### TASK SET
[1] Using the blog post on Eric Cantor's NSF budget proposal below, decide whether each statement agrees with it: (a) Cantor states that the foundation can support only 15 percent of the applications it receives for biological sciences research grants; (b) the grant studying why voters chose their candidates in the 2010 election cost $250 million; (c) Cantor credits Congressional Democrats with beginning the effort to double medical research funding at the National Institutes of Health. Answer yes or no for each, and quote the words of the post that settle it.
[2] Continue the blog post on Eric Cantor's NSF budget proposal below from its final sentence, keeping its voice.

### GIVEN TEXT
# # # #
Friday, February 15, 2013

Eric Cantor's Corner Solution for the NSF's Social Science Budget

House Majority Leader Eric Cantor wants to offer the social scientists a NSF budget of $0.  He is a smart man who argues that there is an opportunity cost to giving the "wacky" social scientists $250 million a year.  He argues that the scarce $ could be handed to "real scientists".   He writes:

Republicans and ScienceTo the Editor:Paul Krugman paints Republicans as anti-science (“The Ignorance Caucus,” column, Feb. 11). Unfortunately for Mr. Krugman, facts don’t support the allegations. The effort to double funding for medical research at the National Institutes of Health began with Congressional Republicans. It was the Republican House alone that in November passed legislation ensuring that foreign-born students educated in the sciences at American colleges and universities have the opportunity to remain in this country and contribute to our nation’s scientific endeavors.
Mr. Krugman singled me out for criticism because I proposed increasing medical research funding to help save lives by reducing funding for lower-priority programs like social and political science research. Government can’t afford to pay for everything, and governing is about making choices. 
The National Science Foundation finances important research helping find cures for devastating diseases. But the foundation has only enough funds to support 15 percent of the applications it receives for research grants in the biological sciences. Yet we spend nearly $250 million annually on research in the social, behavioral, economic and political arena, such as a recent $266,821 grant to figure out why voters chose the candidates they did in the 2010 election. This money could fund another 1,000 grants in life sciences!
Reprioritizing government’s existing spending to favor saving lives over more political science research is not anti-science; it’s common sense.
ERIC I. CANTORWashington, Feb. 14, 2013The writer is the House majority leader.

So, the issue here is whether the best economics project is better than the marginal science project.  This raises a fascinating point.  The cost to the NSF of a science grant or an economics grant is measured in $ but the benefits of both types of grants are hard to measure and are they comparable?  This is a classic "apples" to "oranges" comparison issue.
# # # #
### DATASET CONTENT
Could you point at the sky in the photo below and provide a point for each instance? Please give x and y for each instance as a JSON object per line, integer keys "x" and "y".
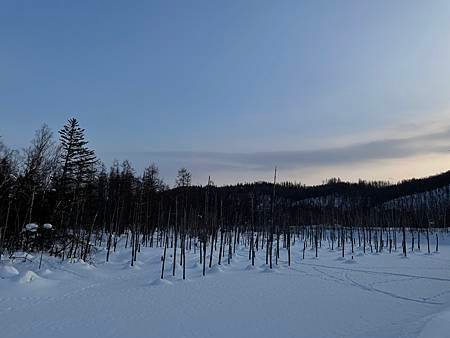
{"x": 231, "y": 89}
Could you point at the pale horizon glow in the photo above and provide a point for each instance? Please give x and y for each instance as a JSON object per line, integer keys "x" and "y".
# # # #
### SET OF ANSWERS
[1]
(a) Yes: "the foundation has only enough funds to support 15 percent of the applications it receives for research grants in the biological sciences."
(b) No: "a recent $266,821 grant to figure out why voters chose the candidates they did in the 2010 election."
(c) No: "The effort to double funding for medical research at the National Institutes of Health began with Congressional Republicans."

[2]
Recall the definition of a corner solution.

Suppose that you gain utility from eating pizza and drinking beer so that your utility = pizza + beer

Suppose that you can use your scarce time to make pizza or to make beer.  God has given you 1 hour of time and your production function of pizza = 10*minutes spent making pizza while your beer production function = beer = 2*minutes spent making beer, your time constraint = 60 = minutes spent making beer + minutes spent making pizza.

You can immediately see that the solution is a corner solution. You will spend 60 minutes making pizza and will devote 0 minutes to beer.  Eric Cantor is making the analogy that life sciences is to pizza as economics is to beer.   Is he right?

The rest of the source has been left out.